[EXERCISE TASKS]
(a) In the notice about OSHA rules for flavors, what paperwork will come with each flavor in sample requests and flavor orders received after June 1, 2015?
(b) Quote the notice about OSHA rules for flavors word for word, starting with "What to Expect" and going on through "and your employees.".
(c) Write what comes next in the notice about OSHA rules for flavors, picking up after its final sentence.

[EXTRACT PROVIDED]
What to Expect from OSHA

All sample requests and flavor orders that you receive after June 1, 2015, will be accompanied with extensive paperwork (Safety Data Sheets) for each flavor. This information is intended to offer you proper handling guidelines and to keep you informed of any risks from mishandling or misuse.

All Safety Data Sheets should be kept in a safe and accessible place for easy access by you and your employees.

As with any new regulation requirements or changes, there is a challenging transition period. Flavor Dynamics, Inc has been preparing for this change over for several months. We appreciate your patience and understanding as more required documentation means more time needed for processing your requests.

If you have any questions about this or any other concerns, please call me at 800-271-8424

Dolf DeRovira
Flavor Dynamics, Inc.

Understanding the Regulation

The use of flavors will possibly cause confusion because with the new regulation, the presence of the flavor within the plant has a different exposure aspect than the flavor used in a food or beverage.

Flavors are so strong that the tiny amounts of the flavoring materials within the solvent system are extremely low and the final intended use is considered Generally Recognized as Safe by the Food and Drug Administration. So powerful are flavor components that some are perceived in parts per trillion (a desktop versus the map of the U.S. including Alaska), parts per billion (a drop of water in the whole body of a 747) or the weakest a part per million (an inch square postage stamp in a football field). These levels are obviously well below expected toxicity levels. In fact, flavors are so strong if we tried to taste them we would spit them out and could not even get them past our lips.

However, the flavor in its pure concentrated form can be harmful. The flavor should not be splashed in your eyes, it should not be ingested straight, and it should not be in direct contact with your skin. As silly as this sounds, these are the kinds of things the new OSHA regulation is meant to address.

In the future some flavors might have trace components that need to be labeled as dangerous. The findings upon which these conclusions are based represent repeated exposures and not one time accidents.

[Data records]
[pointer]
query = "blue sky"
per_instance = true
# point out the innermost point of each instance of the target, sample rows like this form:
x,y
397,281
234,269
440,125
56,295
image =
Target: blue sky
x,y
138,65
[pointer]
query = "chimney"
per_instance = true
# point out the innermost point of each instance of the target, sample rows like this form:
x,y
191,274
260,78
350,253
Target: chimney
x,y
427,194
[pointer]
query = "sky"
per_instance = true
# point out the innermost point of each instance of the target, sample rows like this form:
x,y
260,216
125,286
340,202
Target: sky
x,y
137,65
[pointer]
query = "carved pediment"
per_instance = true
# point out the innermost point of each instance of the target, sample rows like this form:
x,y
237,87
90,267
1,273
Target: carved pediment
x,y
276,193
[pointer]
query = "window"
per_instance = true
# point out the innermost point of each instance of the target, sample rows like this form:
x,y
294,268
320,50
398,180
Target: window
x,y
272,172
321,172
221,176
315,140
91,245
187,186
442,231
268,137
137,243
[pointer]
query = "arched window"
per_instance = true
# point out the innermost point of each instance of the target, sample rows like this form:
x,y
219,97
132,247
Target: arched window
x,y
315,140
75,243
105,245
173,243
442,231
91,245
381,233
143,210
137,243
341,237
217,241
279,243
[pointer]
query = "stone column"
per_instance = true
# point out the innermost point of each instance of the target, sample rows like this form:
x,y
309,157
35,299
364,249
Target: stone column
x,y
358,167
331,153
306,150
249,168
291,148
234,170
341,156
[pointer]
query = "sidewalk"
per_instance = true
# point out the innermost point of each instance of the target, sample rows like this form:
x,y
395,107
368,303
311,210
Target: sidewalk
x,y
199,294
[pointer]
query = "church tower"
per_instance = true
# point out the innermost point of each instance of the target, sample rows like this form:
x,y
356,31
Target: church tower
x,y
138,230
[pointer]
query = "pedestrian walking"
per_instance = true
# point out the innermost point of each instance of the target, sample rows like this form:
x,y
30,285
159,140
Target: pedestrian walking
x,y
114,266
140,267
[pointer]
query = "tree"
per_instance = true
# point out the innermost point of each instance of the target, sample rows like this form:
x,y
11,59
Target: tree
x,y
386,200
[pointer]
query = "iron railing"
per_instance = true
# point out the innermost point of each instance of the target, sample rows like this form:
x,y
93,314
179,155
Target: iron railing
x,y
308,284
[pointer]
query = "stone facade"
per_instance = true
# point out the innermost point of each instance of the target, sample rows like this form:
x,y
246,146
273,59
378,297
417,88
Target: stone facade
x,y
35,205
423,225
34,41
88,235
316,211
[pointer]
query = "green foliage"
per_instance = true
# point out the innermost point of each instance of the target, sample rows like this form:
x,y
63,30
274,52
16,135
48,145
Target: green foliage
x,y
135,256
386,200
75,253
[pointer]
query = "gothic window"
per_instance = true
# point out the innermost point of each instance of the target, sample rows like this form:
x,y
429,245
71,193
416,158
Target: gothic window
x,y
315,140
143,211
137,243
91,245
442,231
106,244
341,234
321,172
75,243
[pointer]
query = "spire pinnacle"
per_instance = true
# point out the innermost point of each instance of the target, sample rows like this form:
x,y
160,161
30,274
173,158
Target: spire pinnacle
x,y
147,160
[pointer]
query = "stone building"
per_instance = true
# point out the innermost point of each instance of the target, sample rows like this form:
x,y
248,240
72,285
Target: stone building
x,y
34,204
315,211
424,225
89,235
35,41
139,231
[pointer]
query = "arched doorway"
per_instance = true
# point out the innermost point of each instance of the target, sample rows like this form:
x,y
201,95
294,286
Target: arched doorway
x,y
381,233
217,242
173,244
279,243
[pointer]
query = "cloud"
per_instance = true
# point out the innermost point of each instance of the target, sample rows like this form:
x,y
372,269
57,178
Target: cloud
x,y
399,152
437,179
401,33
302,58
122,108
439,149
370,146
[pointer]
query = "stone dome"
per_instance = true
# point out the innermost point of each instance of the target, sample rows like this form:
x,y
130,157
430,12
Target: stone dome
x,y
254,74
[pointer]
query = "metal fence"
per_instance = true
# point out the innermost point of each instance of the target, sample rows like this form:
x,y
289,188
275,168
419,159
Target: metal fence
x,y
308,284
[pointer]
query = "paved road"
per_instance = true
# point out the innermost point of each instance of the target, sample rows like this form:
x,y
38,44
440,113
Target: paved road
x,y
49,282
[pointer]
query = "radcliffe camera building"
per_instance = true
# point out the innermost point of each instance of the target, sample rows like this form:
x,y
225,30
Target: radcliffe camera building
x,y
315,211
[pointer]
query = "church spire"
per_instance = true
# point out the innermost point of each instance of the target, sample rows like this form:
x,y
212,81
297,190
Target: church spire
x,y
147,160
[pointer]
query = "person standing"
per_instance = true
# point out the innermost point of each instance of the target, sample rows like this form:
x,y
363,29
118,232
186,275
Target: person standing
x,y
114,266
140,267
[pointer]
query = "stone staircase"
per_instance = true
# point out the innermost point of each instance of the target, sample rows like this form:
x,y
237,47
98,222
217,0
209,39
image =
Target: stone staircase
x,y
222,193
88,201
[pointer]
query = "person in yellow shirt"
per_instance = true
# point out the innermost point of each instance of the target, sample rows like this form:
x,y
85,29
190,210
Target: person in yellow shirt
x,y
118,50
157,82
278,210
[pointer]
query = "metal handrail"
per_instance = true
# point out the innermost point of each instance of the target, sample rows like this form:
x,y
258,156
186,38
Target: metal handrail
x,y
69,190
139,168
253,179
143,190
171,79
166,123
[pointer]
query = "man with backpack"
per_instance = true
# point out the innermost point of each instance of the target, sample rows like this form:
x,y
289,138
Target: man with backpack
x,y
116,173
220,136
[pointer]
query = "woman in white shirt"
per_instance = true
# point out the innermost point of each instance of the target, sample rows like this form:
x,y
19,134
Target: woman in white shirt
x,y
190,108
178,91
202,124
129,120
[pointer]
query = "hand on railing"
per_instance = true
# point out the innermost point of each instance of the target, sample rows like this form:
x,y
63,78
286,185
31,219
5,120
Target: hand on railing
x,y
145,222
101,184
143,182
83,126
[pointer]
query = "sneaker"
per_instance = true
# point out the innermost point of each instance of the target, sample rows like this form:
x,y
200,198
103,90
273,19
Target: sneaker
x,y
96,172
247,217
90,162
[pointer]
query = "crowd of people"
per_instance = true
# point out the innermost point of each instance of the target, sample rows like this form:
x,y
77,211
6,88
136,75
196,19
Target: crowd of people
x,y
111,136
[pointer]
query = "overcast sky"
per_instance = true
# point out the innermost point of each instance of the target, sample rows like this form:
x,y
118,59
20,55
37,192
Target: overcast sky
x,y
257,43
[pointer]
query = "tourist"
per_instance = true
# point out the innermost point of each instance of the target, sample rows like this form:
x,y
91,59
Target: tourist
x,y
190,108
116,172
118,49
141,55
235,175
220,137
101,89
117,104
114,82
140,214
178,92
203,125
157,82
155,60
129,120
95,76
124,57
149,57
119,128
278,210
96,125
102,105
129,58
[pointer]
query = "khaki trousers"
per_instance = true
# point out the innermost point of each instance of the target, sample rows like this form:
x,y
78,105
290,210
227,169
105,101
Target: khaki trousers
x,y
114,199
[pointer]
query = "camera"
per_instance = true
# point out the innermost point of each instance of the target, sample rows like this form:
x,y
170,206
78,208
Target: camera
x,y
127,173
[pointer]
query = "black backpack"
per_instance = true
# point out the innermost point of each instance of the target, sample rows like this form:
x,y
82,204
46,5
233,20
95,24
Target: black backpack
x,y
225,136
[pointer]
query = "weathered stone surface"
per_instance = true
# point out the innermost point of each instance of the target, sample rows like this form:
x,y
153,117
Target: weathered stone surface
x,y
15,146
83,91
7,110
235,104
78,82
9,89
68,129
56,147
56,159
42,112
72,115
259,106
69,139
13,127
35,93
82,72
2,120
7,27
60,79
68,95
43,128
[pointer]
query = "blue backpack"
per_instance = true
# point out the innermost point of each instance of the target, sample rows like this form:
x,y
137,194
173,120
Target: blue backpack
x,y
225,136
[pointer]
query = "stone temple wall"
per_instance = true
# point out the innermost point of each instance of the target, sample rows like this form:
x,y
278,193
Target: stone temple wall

[RESULTS OF THE TASKS]
(a) Safety Data Sheets for each flavor.

(b)
What to Expect from OSHA

All sample requests and flavor orders that you receive after June 1, 2015, will be accompanied with extensive paperwork (Safety Data Sheets) for each flavor. This information is intended to offer you proper handling guidelines and to keep you informed of any risks from mishandling or misuse.

All Safety Data Sheets should be kept in a safe and accessible place for easy access by you and your employees.

(c)
Nothing has changed, the flavors we love are still the same. Remember the flavor is a small component of your final system, therefore as I indicated above, the regulation most likely does not pertain to your retail product. In addition, safety has nothing to do with the source of the components. Natural or Organic compliant components can be hazardous just as well as their Synthetic counterparts because it is the chemicals that matter, and remember we, and the world around us are all made of chemicals.

The New OSHA SDS Regulation

In 1987, The Occupational Safety and Health Administration of the United States passed a law documented in the Code of Regulations (C.F.R. 29) under the section 1910.1200 stating the requirement to develop Material safety Data Sheets known otherwise as the "Right to Know Law". Recently, OSHA passed a revision to this law whose purpose is to further educate workers on the materials with which they come in contact. This new law called HAZCOM 2012 has been dubbed "The Right to Understand Law".

The new regulation is OSHA’s effort to come into harmony with the rest of the world on safety issues, specifically the United Nations’ Global Harmonized System of Safety (GHS).

In this OSHA regulation, the Material Safety Data Sheet has been modified to be in compliance with GHS and will now be expanded in its content and will be called "Safety Data Sheet" instead.

The content of the Safety Data Sheet will now include the following sections;

  1. Identification
  2. Hazard Identification
  3. Composition Information
  4. First Aid Measures
  5. Fire Fighting Measures
  6. Accidental Release Measures
  7. Handling and Storage Guidance
  8. Exposure Controls/Personal Protection
  9. Physical and Chemical Properties
  10. Stability and Reactivity
  11. Toxicological Information
  12. Ecological Information (non-mandatory)
  13. Disposal Considerations (non-mandatory)
  14. Transport Information (non-mandatory)
  15. Reguolatory Information (non-mandatory)
  16. Other Information (revision information, date, etc.)

The hazard will be divided into specific classes and assessments of the hazard severity is noted as noted as Danger or Warning.